Referring expression data:
***

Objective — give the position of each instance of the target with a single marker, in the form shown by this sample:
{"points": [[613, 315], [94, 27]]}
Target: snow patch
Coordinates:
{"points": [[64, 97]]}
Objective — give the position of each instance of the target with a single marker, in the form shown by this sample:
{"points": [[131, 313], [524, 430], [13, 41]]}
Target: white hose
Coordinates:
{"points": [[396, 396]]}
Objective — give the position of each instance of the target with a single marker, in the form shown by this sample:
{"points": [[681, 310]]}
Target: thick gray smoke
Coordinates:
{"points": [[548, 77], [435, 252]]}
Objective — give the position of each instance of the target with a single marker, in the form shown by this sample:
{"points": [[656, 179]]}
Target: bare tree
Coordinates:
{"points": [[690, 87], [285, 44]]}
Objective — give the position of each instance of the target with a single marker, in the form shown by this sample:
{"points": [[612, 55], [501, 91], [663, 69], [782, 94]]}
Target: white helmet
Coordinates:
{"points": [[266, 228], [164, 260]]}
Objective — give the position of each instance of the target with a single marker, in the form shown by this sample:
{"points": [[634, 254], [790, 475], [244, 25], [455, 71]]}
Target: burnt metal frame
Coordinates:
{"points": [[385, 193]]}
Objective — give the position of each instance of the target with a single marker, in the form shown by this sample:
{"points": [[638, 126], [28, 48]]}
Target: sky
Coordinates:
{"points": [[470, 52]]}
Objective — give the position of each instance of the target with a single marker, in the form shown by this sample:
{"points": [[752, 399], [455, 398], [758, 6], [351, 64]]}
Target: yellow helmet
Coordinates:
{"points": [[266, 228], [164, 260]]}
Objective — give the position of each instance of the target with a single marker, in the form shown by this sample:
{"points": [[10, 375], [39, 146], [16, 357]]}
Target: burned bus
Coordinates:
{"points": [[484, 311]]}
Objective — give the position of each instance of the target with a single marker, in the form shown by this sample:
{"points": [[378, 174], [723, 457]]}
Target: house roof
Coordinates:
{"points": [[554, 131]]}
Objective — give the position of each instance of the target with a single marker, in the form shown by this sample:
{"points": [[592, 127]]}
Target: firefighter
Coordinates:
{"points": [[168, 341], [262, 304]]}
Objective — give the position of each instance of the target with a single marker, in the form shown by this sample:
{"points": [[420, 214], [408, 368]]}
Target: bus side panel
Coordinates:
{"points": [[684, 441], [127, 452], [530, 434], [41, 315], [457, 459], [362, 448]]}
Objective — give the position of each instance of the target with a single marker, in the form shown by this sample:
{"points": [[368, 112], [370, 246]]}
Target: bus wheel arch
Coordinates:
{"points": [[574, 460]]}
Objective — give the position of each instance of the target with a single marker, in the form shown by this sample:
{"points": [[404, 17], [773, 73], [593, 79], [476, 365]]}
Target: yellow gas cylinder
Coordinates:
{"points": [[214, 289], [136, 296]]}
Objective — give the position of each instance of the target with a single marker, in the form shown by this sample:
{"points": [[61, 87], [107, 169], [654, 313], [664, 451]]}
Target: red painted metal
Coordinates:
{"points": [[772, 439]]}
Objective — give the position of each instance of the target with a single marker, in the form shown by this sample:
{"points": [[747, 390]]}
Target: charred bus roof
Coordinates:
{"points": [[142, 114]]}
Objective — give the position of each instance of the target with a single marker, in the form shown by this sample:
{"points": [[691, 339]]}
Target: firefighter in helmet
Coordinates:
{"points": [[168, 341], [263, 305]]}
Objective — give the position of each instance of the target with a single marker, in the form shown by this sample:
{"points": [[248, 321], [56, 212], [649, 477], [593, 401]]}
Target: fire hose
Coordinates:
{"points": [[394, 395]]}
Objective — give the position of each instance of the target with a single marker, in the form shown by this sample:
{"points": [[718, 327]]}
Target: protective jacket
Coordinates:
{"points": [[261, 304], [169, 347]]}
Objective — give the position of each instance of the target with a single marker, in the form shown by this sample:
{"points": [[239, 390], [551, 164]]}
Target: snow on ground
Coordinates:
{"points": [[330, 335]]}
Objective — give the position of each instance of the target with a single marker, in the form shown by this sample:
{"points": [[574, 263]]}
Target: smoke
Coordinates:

***

EXERCISE DESCRIPTION: Using only the data above, copy out the lines that include the word "yellow".

SOLUTION FOR THIS TASK:
Target: yellow helmet
Target: yellow gas cylinder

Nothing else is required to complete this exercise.